Supplied information »
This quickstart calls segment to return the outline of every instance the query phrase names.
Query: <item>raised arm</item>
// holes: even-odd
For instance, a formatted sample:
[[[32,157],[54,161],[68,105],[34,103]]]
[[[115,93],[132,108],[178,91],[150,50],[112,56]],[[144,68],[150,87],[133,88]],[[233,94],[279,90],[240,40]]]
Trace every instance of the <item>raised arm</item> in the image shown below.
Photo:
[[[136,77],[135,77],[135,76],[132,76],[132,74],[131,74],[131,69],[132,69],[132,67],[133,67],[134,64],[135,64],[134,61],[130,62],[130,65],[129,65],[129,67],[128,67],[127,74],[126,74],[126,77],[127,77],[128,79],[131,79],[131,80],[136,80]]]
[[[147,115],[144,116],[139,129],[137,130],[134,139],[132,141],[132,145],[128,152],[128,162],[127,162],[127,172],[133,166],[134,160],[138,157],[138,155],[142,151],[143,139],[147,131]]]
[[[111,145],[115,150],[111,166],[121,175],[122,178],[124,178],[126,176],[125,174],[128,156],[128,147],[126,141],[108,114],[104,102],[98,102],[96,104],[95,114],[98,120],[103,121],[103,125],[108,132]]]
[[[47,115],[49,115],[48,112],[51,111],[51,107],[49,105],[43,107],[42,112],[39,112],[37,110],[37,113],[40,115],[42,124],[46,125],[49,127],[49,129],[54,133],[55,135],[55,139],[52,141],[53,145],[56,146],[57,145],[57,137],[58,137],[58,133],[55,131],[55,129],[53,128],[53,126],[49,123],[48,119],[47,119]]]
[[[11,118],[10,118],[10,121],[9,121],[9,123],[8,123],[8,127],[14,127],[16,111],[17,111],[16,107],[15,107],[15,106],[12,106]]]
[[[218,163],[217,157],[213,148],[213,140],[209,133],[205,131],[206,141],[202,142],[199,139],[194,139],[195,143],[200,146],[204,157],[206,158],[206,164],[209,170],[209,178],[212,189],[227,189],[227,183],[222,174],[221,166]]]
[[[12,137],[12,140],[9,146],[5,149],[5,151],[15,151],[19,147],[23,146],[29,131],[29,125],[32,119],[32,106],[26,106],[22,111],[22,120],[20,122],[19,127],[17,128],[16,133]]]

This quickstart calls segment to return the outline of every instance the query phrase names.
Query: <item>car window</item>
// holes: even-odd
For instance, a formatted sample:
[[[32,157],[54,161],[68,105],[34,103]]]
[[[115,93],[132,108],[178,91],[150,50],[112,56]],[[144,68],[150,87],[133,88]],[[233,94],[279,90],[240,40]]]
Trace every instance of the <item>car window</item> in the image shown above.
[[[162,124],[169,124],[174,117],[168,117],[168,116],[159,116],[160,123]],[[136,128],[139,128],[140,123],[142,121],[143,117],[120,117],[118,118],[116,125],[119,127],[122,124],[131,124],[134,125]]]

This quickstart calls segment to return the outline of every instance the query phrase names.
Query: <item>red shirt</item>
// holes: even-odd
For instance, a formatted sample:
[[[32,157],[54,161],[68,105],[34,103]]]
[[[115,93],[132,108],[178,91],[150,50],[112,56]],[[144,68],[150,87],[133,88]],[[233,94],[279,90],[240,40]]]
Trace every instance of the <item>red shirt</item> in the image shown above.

What to work on » What this exercise asks for is every line of the data above with the word "raised".

Your response »
Query: <item>raised arm</item>
Trace every instance of the <item>raised arm</item> in the image shown below.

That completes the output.